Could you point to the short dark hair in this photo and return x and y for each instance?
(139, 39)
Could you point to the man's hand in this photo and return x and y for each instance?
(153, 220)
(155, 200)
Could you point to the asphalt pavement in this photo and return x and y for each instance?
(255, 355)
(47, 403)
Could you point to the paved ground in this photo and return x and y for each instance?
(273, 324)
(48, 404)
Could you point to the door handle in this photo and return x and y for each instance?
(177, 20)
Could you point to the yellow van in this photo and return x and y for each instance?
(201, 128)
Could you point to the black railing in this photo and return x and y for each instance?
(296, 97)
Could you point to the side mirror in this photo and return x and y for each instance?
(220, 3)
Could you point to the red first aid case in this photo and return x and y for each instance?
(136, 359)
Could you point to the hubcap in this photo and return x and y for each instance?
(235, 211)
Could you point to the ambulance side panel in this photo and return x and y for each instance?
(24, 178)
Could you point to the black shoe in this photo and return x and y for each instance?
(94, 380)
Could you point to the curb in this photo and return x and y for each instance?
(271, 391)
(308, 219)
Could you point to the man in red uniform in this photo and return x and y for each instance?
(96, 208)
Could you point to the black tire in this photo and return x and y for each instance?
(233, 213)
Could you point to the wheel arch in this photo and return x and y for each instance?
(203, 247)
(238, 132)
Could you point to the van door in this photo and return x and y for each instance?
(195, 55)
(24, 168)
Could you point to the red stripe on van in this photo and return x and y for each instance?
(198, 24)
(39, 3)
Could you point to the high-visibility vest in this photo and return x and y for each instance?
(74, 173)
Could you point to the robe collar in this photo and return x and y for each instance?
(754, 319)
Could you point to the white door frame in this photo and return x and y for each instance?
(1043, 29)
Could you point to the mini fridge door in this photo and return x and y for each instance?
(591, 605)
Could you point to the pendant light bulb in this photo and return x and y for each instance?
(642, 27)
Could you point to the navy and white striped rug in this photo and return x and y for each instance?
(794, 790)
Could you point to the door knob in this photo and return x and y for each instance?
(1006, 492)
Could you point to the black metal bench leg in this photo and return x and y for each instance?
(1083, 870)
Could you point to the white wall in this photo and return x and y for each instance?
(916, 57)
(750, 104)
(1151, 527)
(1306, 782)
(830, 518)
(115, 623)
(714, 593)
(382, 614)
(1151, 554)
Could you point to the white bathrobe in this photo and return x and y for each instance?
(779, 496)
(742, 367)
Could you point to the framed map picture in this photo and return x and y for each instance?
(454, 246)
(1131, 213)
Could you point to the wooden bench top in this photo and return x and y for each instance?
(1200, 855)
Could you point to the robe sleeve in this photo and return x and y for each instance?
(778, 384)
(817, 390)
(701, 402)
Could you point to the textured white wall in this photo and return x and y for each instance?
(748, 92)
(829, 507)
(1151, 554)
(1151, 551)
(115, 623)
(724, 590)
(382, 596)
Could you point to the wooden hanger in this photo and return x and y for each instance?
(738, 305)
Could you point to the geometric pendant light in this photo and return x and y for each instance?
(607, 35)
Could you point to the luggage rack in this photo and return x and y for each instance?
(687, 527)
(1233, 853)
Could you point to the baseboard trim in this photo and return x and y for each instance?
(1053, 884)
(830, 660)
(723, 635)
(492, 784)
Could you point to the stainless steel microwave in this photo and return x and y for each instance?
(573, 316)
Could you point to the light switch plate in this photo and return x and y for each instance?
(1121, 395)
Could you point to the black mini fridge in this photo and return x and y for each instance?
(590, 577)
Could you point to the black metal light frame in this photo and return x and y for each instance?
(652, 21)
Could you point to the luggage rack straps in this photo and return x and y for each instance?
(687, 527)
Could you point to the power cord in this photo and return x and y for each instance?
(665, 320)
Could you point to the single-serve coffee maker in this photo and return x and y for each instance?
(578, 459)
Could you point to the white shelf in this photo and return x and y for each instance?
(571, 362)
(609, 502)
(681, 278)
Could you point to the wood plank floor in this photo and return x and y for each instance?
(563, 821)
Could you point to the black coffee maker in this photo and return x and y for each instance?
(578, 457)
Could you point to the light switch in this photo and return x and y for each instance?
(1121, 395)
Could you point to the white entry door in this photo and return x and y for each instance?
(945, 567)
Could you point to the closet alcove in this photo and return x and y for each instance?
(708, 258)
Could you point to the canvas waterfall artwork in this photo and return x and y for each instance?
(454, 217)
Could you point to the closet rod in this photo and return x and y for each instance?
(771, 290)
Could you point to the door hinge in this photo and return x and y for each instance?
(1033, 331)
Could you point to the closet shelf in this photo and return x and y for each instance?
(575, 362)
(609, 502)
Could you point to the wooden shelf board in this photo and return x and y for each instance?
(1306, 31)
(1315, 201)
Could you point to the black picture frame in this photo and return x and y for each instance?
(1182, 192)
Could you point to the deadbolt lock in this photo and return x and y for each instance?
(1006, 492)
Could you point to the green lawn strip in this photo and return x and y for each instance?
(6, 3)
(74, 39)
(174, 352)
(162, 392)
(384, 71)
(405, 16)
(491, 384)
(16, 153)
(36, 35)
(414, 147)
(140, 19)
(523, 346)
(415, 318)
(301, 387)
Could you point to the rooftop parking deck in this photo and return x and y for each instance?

▬▬▬▬▬▬▬▬▬▬

STATED GOAL: Please copy out the records above word for word, from the line that contains "Could you point to the black railing" through the line that contains "(1083, 870)", including both of those lines.

FINISHED TASK:
Could you point to the black railing in this photo and return x and y for each instance?
(296, 97)
Could you point to the side mirror in this photo and return x and y for each instance?
(220, 3)
Could you point to the red first aid case in this photo and return x and y for each instance?
(136, 359)
Could you point to the hubcap in this photo and return x and y for each instance?
(235, 211)
Could you point to the ambulance side panel in this photo and return x and y for each instance?
(24, 178)
Could you point to the black shoe in this photo and return x and y for each instance?
(94, 380)
Could you point to the curb in this photo and return x and y for each instance?
(271, 391)
(308, 219)
Could you point to the man in red uniform in this photo and return x and y for each instance?
(96, 208)
Could you point to the black tire in this photo and return x and y for each instance?
(233, 213)
Could you point to the wheel arch in this photo and return x and y for each instance?
(203, 247)
(238, 132)
Could you point to the van door in this photo and return x and y for each instance?
(195, 55)
(24, 168)
Could you point to the red stripe on van in this photo and return x and y for each instance?
(198, 24)
(39, 3)
Could you point to the high-visibility vest in this photo and return x and y for each instance?
(74, 173)
Could you point to the robe collar in this photo and return x and y for each instance?
(754, 319)
Could you point to the white door frame in this photo and return x and y for each instance?
(1043, 29)
Could you point to the mini fridge door in this photo and return x and y for each instance?
(591, 605)
Could you point to the pendant light bulb in this photo and return x and y for each instance?
(642, 27)
Could you point to the navy and white striped rug in this photo and return x and y for each instance?
(794, 790)
Could you point to the door knob in this photo and return x and y for each instance?
(1006, 492)
Could you point to the black metal bench leg in this photo and return x and y for each instance?
(1083, 870)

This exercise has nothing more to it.